→ ASSIGNMENT
What follows is a set of records; repeat them exactly, without the pictures.

= Beginning of Section =

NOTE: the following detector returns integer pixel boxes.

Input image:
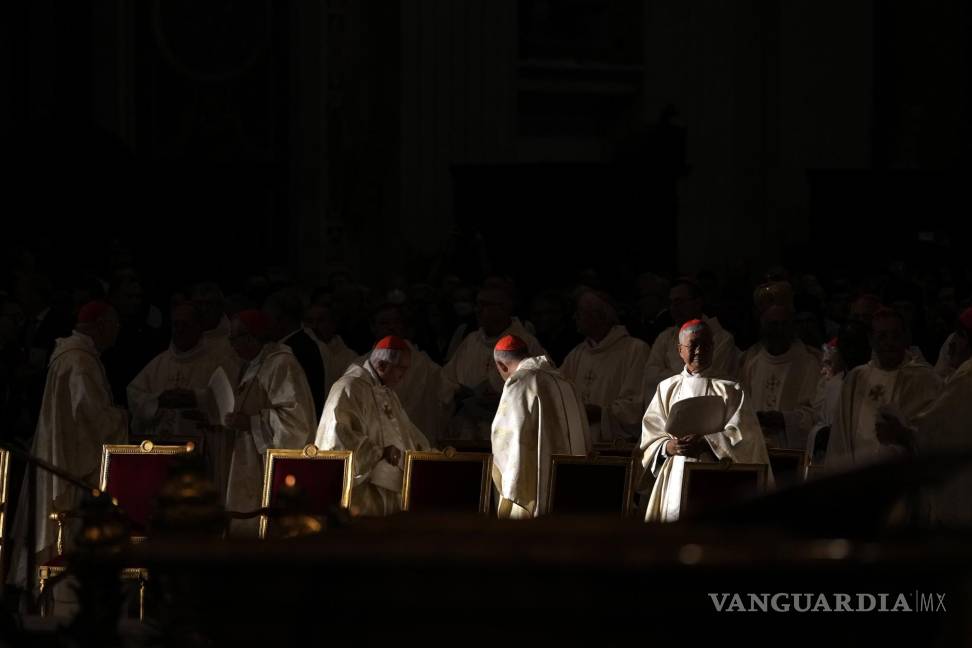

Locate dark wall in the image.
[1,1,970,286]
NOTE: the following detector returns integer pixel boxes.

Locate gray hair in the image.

= End of Section =

→ SOLUTION FOR THIS EXERCISE
NOTE: the following detector returns integer pixel boxes.

Input image:

Locate dark wall in the image.
[1,1,970,286]
NOTE: the following detector returns integer pixel boxes.

Locate gray hair in the image.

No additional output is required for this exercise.